Copy every line of the data exactly, leaving nothing out.

(Stored records)

★ ★ ★ ★ ★ ★ ★

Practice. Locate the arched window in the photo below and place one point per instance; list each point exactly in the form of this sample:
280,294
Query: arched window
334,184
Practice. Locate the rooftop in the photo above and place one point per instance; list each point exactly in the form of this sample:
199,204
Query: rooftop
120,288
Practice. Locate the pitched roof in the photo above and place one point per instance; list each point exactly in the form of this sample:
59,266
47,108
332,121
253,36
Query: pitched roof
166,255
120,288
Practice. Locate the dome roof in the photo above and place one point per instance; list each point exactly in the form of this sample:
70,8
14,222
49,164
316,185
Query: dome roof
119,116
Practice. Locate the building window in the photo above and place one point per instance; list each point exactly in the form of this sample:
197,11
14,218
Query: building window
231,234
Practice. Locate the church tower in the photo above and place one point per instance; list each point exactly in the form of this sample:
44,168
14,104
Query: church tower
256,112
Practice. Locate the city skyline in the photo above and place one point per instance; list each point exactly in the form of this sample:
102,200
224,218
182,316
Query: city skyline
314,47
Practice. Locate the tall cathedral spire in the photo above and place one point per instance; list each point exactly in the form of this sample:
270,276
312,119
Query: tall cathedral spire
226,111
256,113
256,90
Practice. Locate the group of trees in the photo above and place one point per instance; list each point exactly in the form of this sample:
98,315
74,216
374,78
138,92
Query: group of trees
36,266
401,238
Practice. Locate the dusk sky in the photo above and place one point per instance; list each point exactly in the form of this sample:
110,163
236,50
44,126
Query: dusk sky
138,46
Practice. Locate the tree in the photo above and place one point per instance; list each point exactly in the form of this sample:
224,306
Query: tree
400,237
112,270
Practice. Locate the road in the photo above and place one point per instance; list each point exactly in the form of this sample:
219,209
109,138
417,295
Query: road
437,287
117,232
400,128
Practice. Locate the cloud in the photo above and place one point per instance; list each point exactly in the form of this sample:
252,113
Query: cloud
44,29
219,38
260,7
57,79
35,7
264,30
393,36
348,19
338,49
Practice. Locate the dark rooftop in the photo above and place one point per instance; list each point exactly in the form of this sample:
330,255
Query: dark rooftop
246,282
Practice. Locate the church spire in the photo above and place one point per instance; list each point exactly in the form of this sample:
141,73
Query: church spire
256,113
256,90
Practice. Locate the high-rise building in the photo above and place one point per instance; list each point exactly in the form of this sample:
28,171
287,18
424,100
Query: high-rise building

★ ★ ★ ★ ★ ★ ★

_TASK RESPONSE_:
Practice. Locate the arched window in the photo below and place one point per instance; list each point exactly in the form of this sample:
280,294
Query: arched window
334,184
Practice. Locate the rooftop in the photo above and place one point per instance; list each point exactly in the form of this sample:
199,204
Query: rooftop
120,288
Practice. Locate the pitched roof in the photo above and place one point per instance; list each point exactly in the form of this sample:
59,266
47,108
332,121
253,36
Query: pitched roof
166,255
120,288
Practice. Locate the dome roof in the photo above and place one point per instance; list each point exactly in the form of this sample:
70,8
14,222
49,164
316,185
Query: dome roof
119,116
Practice. Locate the building window in the photo above and place one point per instance; list each point exactly in the form of this sample:
197,11
14,218
Query: building window
231,234
Practice. Locate the church tower in the photo above and place one point per instance; list each point exactly in the form of this sample:
44,168
14,104
Query: church tower
256,112
Practice. Locate the city skyline in the photo above and place one point per instance; list each point exactly in the form of this sample:
102,200
224,218
182,316
Query: city skyline
314,47
Practice. Locate the tall cathedral spire in the photo above and place one point per instance; list each point exactly in the form of this sample:
270,276
312,119
Query: tall cathedral spire
226,111
256,113
256,90
Practice. Locate the group of trees in the photo above and place one point per instance; list each point exactly in the form of this sample:
98,315
74,216
374,78
138,92
Query: group of trees
36,266
401,238
Practice. Locate the dusk sky in the photo above and place one point per instance; list each point exactly in the form of this sample:
110,163
236,50
44,126
Query: dusk sky
138,46
Practice. Locate the tree in the photo above and place one point per instance; list each point exactly in the form of this sample:
224,306
Query: tree
400,237
112,270
Practice. Locate the road in the photo above and place one point per instance; list each point exactly in the form of this sample:
219,209
109,138
417,295
Query: road
437,287
117,232
400,128
Practice. Locate the cloud in the photo above and place one point per instance; list each point exactly in the form of this sample:
252,113
Query: cloud
44,29
219,38
260,7
57,79
35,7
264,30
393,36
348,19
338,49
Practice. Locate the dark rooftop in the photo above and place one point per instance; list each point exactly in the form of this sample:
330,255
Query: dark rooftop
246,282
Practice. Locate the church spire in the photo above and place one point per instance; list each point exactly in the form of this sample:
141,73
Query: church spire
256,113
256,90
Practice. Locate the high-rise building in the photo above and place one point per instance; list each point exactly in the form of this sample:
28,171
287,18
424,100
Query: high-rise building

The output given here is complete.